- Exercise
From the entries, copy out every line in which the word "jersey" is found.

Dataset items
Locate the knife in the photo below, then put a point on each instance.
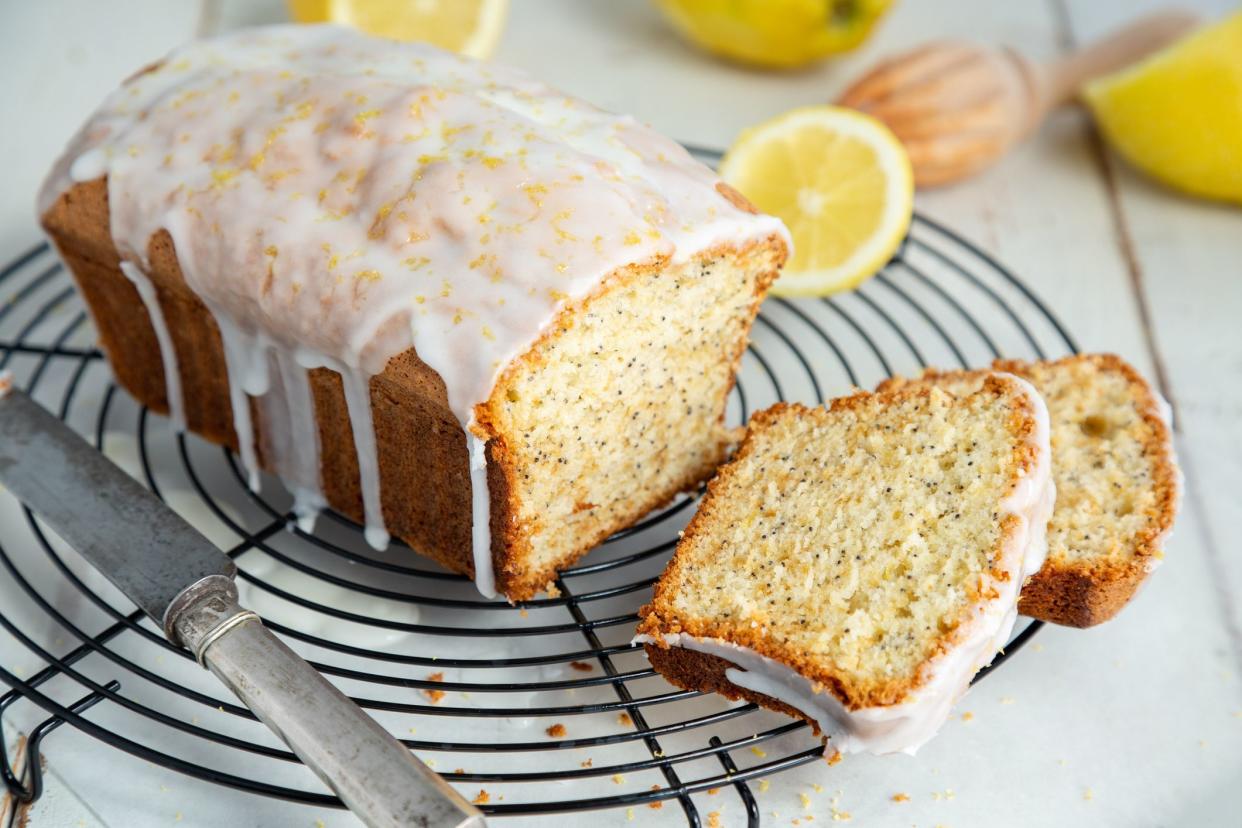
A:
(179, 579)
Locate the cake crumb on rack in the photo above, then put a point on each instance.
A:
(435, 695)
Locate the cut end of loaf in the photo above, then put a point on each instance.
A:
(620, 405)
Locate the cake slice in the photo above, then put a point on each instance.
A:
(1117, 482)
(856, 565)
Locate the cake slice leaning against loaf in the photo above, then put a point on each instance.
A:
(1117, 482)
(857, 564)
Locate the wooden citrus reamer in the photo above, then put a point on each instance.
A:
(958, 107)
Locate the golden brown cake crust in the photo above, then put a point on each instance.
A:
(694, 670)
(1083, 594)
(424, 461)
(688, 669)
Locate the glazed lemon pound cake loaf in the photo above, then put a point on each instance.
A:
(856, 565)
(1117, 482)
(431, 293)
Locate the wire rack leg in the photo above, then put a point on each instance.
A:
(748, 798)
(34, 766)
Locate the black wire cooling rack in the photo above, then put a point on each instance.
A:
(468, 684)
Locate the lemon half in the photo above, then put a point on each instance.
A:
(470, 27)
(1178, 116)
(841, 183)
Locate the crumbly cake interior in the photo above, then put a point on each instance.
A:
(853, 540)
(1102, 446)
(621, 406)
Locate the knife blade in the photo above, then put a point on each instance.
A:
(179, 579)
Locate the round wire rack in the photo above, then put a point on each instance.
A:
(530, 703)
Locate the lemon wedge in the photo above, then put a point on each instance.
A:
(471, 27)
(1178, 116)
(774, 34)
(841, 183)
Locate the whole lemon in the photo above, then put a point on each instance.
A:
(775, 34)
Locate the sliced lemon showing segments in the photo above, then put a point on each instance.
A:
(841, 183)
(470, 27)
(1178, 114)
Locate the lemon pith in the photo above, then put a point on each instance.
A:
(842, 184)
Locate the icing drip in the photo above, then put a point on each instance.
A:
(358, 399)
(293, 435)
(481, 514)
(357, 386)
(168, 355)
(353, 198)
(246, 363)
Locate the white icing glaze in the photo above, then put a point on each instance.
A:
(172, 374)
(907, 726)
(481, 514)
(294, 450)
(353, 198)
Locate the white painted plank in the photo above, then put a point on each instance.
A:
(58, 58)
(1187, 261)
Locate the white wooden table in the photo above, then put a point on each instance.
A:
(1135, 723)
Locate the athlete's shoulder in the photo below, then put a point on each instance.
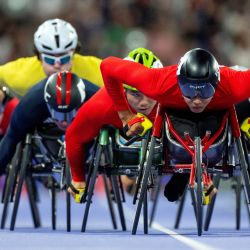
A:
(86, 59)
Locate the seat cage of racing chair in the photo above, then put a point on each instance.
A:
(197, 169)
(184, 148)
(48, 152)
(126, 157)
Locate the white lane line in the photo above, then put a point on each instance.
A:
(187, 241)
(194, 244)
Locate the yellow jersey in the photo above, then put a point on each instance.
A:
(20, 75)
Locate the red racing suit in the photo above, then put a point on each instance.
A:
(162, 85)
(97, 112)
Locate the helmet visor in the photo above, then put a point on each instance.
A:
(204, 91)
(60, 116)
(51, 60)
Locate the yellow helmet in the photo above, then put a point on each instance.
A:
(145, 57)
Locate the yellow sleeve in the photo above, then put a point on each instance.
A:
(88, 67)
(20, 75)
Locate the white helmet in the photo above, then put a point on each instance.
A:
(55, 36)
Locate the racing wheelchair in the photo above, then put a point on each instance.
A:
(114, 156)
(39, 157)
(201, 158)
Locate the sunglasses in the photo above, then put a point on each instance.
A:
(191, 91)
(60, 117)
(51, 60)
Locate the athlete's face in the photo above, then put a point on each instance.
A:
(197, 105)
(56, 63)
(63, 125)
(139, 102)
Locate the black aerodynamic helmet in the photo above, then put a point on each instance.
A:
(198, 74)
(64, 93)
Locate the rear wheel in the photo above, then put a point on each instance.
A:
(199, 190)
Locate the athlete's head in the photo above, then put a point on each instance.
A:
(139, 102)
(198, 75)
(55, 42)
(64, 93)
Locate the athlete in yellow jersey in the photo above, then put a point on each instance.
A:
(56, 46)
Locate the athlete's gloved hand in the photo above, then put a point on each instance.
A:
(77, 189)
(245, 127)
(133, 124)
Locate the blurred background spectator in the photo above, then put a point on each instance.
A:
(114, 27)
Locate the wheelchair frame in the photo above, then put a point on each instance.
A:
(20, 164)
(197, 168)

==

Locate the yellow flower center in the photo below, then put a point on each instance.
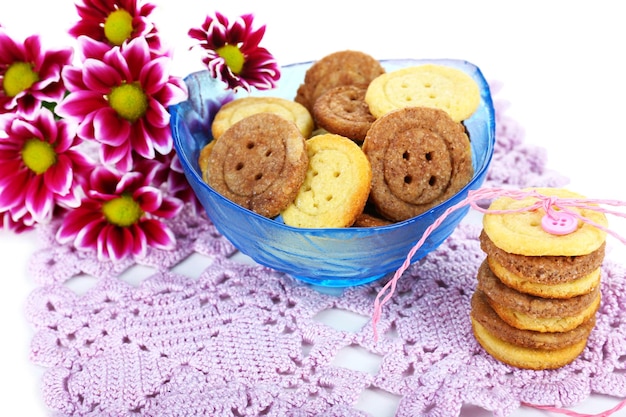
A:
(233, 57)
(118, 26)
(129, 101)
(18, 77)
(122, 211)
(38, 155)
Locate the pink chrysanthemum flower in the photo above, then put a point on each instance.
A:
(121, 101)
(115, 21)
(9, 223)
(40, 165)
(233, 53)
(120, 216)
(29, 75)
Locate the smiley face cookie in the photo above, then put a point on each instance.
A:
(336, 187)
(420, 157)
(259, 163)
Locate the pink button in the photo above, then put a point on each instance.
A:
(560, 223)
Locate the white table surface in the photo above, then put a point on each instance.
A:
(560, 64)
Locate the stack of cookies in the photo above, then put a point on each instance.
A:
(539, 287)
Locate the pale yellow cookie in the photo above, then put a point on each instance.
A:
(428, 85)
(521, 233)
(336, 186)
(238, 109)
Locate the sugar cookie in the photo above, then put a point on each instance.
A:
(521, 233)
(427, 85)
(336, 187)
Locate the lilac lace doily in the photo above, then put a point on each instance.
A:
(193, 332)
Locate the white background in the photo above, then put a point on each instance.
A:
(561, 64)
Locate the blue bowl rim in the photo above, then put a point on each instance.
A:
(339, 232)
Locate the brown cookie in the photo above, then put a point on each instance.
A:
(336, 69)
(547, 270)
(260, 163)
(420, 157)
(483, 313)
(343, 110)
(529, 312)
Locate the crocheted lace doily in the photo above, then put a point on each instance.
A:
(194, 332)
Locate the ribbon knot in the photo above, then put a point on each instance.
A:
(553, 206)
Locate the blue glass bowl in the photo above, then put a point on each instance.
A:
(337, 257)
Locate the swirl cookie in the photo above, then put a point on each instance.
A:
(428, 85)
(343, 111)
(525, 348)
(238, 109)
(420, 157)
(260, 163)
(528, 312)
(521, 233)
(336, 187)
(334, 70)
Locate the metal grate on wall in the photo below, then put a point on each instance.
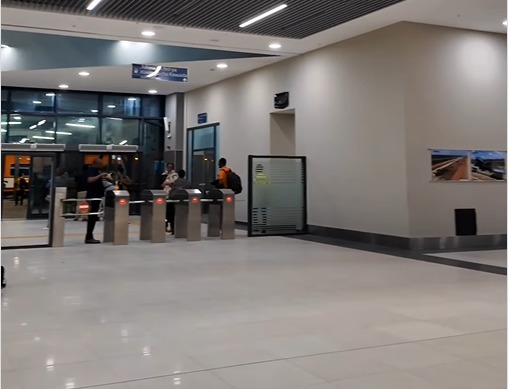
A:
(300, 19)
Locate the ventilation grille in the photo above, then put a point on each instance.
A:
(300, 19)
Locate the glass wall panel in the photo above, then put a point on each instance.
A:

---

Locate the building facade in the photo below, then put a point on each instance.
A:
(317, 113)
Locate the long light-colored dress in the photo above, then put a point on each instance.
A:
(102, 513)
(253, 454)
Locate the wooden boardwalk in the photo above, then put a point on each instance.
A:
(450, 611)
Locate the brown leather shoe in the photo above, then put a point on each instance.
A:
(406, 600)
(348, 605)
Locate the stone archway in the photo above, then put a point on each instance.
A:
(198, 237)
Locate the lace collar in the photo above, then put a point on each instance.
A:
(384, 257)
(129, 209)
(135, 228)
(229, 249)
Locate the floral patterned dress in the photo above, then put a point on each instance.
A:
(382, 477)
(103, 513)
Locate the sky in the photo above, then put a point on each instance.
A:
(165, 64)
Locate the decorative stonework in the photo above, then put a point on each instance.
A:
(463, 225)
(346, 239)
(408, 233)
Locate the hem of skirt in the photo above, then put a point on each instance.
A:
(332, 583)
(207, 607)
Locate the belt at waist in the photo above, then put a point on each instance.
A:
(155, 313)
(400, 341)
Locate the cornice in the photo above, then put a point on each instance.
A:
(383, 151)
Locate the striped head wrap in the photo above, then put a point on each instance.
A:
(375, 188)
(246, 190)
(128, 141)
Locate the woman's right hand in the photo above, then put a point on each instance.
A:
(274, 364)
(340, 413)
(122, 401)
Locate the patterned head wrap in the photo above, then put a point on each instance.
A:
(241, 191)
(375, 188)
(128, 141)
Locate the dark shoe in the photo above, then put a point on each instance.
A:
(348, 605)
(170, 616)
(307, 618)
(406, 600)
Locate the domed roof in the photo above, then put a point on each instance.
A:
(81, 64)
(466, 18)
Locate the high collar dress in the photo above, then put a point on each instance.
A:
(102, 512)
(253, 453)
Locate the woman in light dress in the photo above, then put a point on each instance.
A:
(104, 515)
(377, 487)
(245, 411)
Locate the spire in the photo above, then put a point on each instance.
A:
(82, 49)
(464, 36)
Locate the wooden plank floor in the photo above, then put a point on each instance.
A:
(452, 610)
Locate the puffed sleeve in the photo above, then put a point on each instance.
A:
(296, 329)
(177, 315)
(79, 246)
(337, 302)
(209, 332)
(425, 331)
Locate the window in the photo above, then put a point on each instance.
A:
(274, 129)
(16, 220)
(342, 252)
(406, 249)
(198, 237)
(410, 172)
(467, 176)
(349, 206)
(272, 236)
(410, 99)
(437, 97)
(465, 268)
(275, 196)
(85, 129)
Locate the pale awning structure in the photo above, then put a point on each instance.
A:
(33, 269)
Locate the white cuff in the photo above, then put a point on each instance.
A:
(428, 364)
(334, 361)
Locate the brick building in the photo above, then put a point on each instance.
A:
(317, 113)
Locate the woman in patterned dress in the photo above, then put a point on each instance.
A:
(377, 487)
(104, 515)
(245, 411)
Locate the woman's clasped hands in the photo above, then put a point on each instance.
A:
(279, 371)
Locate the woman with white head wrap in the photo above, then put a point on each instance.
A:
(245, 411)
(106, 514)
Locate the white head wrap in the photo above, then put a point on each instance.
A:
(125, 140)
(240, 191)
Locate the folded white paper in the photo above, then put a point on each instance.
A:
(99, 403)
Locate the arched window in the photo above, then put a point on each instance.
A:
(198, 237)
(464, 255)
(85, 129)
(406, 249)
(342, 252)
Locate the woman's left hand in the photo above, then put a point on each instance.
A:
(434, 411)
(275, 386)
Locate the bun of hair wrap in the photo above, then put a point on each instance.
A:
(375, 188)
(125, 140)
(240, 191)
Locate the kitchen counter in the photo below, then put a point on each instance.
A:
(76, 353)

- Solution to this task
Locate the yellow jersey in the photo above, then put a point on each instance.
Locate the athlete in yellow jersey in the photo above, then put a point on each instance.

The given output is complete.